_Задание 1_
Перепишите слово в слово фрагмент текста о патриотизме от «Возможно, этот факт» до «славу великой империи.» включительно.
_Задание 2_
Напишите следующую часть текста о патриотизме, начав сразу после его последнего предложения.

_Отрывок текста_
■ ■ ■ ■ ■

Чем меньше образования —тем лучше. Ведь со времен Грибоедова известно, что все зло – от книг, тем более если эти книги переведены с французского (или английского). Он (патриот) глубоко провинциален, консервативен и погружен в воображаемое прошлое. Настоящее историческое знание, впрочем, ему так же отвратительно, как и любые другие проявления критического мышления. Но разве провинциальность, тупость и безграмотность являются единственно возможным содержанием патриотизма? Как быть тогда с Американской и Французской революциями? Ведь именно они сформулировали патриотическую идеологию и распространили ее по миру.

Возможно, этот факт крайне неприятен борцам с иноземным влиянием, но идея патриотизма – такая же импортированная и «западная», как, например, идеи социализма, либерализма и демократии. Как и концепции нации и национализма. Нет сомнения, что люди любили свою родину и задолго до эпохи Просвещения, но это не было ни политической программой, ни идеологией. Да и само представление о родине менялось – можно осознавать себя французами, американцами и русскими, а можно просто «тутейшими» или «истинно верующими». А за свой маленький клочок земли или за свою церковь держаться можно так же отчаянно, как и за славу великой империи.

■ ■ ■ ■ ■

_Исходные данные_
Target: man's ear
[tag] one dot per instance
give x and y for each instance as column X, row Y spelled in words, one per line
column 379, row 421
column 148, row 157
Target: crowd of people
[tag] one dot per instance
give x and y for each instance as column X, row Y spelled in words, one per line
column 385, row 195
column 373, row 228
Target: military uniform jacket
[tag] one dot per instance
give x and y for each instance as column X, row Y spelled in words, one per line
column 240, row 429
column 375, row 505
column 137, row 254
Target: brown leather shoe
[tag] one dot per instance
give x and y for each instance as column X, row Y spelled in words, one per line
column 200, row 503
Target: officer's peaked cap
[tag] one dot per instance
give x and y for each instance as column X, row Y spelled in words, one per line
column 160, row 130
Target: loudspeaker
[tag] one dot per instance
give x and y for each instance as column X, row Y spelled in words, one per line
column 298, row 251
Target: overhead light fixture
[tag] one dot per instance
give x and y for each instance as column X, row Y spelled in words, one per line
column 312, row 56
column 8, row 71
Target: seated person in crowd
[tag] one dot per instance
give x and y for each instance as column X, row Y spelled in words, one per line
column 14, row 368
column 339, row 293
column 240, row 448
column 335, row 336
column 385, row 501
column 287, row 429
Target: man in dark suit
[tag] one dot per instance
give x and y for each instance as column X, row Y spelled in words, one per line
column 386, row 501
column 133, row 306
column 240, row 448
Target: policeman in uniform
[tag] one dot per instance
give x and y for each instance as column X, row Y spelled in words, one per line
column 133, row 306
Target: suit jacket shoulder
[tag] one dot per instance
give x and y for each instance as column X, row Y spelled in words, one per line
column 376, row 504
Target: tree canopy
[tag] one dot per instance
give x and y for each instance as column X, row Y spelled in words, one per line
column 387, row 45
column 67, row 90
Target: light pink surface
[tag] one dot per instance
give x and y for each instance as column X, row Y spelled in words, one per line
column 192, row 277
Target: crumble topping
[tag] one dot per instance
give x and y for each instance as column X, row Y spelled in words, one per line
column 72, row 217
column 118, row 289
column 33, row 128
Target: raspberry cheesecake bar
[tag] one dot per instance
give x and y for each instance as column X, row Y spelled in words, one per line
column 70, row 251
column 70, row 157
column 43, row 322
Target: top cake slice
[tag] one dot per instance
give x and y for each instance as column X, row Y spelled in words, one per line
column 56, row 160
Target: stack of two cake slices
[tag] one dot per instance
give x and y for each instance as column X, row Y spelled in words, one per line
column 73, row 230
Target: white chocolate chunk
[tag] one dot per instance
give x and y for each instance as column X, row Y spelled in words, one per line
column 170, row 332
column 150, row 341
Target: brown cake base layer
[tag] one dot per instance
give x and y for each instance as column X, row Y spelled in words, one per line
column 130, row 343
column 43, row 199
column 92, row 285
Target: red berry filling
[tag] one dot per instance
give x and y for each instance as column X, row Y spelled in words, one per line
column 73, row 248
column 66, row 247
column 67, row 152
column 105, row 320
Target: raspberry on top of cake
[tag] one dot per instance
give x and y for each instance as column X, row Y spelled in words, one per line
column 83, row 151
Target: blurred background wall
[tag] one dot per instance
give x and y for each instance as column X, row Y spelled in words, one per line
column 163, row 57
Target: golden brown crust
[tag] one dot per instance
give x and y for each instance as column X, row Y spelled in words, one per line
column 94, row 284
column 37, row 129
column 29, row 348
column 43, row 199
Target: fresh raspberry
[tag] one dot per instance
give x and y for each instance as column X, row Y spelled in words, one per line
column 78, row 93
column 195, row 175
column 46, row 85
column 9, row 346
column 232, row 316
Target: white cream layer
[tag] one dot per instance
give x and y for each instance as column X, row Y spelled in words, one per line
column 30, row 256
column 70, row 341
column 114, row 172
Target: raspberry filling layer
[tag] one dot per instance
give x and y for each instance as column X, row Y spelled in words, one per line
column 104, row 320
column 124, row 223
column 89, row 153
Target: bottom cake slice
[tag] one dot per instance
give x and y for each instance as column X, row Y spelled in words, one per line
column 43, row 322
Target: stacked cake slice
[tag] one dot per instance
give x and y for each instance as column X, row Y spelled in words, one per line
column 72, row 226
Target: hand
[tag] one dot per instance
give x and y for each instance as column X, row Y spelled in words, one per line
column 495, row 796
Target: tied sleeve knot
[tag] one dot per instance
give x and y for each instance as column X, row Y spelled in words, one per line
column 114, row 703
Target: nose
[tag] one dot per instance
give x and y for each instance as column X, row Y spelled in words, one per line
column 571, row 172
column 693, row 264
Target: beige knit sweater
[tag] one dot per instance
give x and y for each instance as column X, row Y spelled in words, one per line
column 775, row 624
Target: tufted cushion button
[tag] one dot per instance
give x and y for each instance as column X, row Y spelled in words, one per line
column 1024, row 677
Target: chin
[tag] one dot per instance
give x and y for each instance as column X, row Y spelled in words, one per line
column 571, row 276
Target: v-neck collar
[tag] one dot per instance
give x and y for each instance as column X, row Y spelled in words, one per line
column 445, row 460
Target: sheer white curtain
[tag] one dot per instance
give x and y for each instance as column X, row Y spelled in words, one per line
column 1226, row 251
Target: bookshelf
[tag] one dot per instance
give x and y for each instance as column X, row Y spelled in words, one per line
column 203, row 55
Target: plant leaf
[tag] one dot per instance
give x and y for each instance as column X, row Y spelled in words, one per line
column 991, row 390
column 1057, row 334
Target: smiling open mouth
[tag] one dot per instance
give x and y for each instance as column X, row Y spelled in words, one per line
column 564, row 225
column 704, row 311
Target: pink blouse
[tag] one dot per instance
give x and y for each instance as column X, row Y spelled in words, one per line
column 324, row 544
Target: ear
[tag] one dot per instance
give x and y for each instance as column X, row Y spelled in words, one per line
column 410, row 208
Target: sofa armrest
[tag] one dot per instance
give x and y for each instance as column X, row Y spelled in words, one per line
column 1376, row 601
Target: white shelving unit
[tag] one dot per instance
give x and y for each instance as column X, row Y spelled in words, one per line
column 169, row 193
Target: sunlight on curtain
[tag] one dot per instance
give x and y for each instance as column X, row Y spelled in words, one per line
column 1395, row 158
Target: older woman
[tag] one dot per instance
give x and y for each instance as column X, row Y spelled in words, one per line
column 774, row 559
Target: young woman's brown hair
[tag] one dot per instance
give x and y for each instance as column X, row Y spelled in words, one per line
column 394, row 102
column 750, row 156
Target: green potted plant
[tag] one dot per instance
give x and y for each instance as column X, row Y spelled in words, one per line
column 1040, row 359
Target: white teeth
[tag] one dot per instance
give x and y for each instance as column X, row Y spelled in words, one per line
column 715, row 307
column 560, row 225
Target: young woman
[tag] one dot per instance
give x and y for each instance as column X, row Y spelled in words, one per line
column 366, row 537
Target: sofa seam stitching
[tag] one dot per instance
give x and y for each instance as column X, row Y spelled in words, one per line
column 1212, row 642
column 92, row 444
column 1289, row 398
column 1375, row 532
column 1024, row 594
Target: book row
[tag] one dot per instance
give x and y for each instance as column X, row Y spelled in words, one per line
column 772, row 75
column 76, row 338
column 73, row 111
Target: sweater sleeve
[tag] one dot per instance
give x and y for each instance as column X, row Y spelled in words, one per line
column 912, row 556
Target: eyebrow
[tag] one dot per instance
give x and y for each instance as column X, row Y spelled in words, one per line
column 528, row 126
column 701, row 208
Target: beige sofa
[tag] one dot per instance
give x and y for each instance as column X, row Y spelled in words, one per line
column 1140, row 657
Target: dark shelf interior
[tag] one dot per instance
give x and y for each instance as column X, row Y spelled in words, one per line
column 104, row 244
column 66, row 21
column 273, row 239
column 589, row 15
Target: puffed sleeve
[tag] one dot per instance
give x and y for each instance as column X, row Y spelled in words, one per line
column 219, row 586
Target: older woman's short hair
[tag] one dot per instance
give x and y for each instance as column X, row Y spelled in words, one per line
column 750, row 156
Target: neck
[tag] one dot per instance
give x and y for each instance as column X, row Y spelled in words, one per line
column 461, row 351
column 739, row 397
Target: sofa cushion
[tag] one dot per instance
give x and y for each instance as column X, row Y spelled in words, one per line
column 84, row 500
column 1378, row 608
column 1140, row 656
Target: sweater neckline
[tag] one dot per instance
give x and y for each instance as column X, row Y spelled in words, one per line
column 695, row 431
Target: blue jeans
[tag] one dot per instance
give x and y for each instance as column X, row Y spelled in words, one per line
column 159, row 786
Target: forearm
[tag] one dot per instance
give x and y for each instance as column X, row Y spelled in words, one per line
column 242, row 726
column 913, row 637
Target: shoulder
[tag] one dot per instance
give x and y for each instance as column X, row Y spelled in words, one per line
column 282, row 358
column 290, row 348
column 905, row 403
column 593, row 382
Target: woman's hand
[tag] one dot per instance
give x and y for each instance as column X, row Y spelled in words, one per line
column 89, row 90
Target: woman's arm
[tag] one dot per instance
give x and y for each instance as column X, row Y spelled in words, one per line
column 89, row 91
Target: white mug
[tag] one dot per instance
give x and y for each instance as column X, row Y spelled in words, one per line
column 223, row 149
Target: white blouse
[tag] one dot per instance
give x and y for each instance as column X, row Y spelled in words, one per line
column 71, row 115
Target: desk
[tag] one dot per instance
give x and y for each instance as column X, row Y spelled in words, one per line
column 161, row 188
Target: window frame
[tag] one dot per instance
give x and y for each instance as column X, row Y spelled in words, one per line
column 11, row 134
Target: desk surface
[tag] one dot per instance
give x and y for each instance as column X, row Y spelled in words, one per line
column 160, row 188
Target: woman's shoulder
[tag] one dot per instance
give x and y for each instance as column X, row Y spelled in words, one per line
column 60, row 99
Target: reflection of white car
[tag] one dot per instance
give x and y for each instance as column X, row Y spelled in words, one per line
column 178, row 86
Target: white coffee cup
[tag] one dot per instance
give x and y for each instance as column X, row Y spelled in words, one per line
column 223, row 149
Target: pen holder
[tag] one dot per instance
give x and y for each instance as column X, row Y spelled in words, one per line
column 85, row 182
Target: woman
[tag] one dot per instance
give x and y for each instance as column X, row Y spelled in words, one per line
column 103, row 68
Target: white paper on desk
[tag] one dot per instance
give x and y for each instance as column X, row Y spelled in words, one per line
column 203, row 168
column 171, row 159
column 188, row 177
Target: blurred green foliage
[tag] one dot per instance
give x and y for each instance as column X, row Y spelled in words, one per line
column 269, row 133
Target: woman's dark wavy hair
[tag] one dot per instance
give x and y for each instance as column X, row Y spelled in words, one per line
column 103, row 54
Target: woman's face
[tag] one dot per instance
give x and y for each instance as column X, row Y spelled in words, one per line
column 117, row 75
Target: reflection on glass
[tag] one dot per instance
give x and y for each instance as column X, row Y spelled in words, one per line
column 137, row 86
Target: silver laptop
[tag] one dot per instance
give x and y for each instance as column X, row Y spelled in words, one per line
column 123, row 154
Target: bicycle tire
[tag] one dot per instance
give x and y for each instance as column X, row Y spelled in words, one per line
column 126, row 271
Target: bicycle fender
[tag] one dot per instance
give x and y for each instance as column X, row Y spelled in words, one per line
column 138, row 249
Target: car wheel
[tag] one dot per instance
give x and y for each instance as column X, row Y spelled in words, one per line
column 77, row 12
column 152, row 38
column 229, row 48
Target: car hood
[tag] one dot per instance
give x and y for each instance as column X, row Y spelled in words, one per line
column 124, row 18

■ ■ ■ ■ ■

_Поле для ответа 1_
Возможно, этот факт крайне неприятен борцам с иноземным влиянием, но идея патриотизма – такая же импортированная и «западная», как, например, идеи социализма, либерализма и демократии. Как и концепции нации и национализма. Нет сомнения, что люди любили свою родину и задолго до эпохи Просвещения, но это не было ни политической программой, ни идеологией. Да и само представление о родине менялось – можно осознавать себя французами, американцами и русскими, а можно просто «тутейшими» или «истинно верующими». А за свой маленький клочок земли или за свою церковь держаться можно так же отчаянно, как и за славу великой империи.

_Поле для ответа 2_
Пропагандистская война, которую ведут либеральные журналисты против всего «национального» и «патриотического», выдавала как раз глубинное неприятие принципов западной демократии. Со времен Американской и Французской революций демократия сложилась как система, основанная на ВЛАСТИ НАРОДА в рамках НАЦИОНАЛЬНОГО ГОСУДАРСТВА. Другой вопрос, что «национальность» не имеет ничего общего со знаменитым «пятым пунктом» из советских анкет. К нации принадлежит тот, кто является гражданином своей страны – вне зависимости от религии, цвета кожи и длины носа. Нацию объединяет общее гражданство и общая история. Все остальное – только разделяет. Государство, не уважающее ни собственной истории, ни собственных граждан, ничего общего с демократией не имеет.

Идеи патриотизма появляются в эпоху буржуазных революций и являются органической частью демократической идеологии. Английский социолог Бенедикт Андерсон в книге «Imagined Communities» подметил, что первое «национально-освободительное» движение было восстанием северо-американцев против англичан, а противоборствующие стороны не отличались друг от друга ни языком, ни религией, ни цветом кожи! Просто американцы не хотели оставаться гражданами государства, где они не имели права решающего голоса. Они захотели сами выбирать свое правительство, назначать свои налоги и определять свое будущее. Короче, они всего лишь захотели ввести демократию.

Во времена Великой французской революции понятия «гражданин» и «патриот» считались синонимами. В самодержавном государстве не может быть патриотов, есть только верноподданные. В императорской России не было русских – были великороссы. Не было нации – были «православные». Были дворяне, которых бить нельзя, мужики, которых бить можно, и инородцы, с которыми вообще можно делать все, что угодно.

Патриотическая идея заставила отказаться от деления граждан по сословному, религиозному и этническому признакам – ведь все они дети одной Родины. Патриотическая идеология не позволяет делить соотечественников на «белую кость» и «быдло», она не признает исключительных прав «титульной нации» и не делит жителей страны, как лошадей в упряжке, на «коренных» и «некоренных».

Патриотическую идеологию занесли к нам из Франции вместе с другими просветительскими и революционными идеями, которых так боялась консервативная часть общества. В начале XIX в. это была последняя французская мода. Так, например, Онегин у Пушкина может предстать «космополитом, патриотом, Гарольдом, квакером, ханжой», в зависимости оттого, какая маска больше ценится.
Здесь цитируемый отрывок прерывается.